▸ Dataset excerpts:
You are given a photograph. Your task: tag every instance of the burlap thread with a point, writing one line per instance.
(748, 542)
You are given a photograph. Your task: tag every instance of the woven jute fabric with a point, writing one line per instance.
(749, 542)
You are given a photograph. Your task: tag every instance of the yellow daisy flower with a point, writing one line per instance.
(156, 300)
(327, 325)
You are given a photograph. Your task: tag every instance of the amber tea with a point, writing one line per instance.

▸ What to do:
Exact reproduction of the entire listing is required.

▸ Result of the task:
You are given a photograph. Your task: tag every instance of the burlap thread with a point, writing one line per instance.
(748, 542)
You are given a photograph. Your task: tag every instance of the woven jute fabric with a point, writing one line per instance.
(749, 542)
You are given a photograph. Your task: tag every instance of the yellow daisy flower with a point, writing one line per instance.
(156, 300)
(327, 325)
You are given a photograph. Your task: tag every instance of the amber tea with a point, writing one line per instance.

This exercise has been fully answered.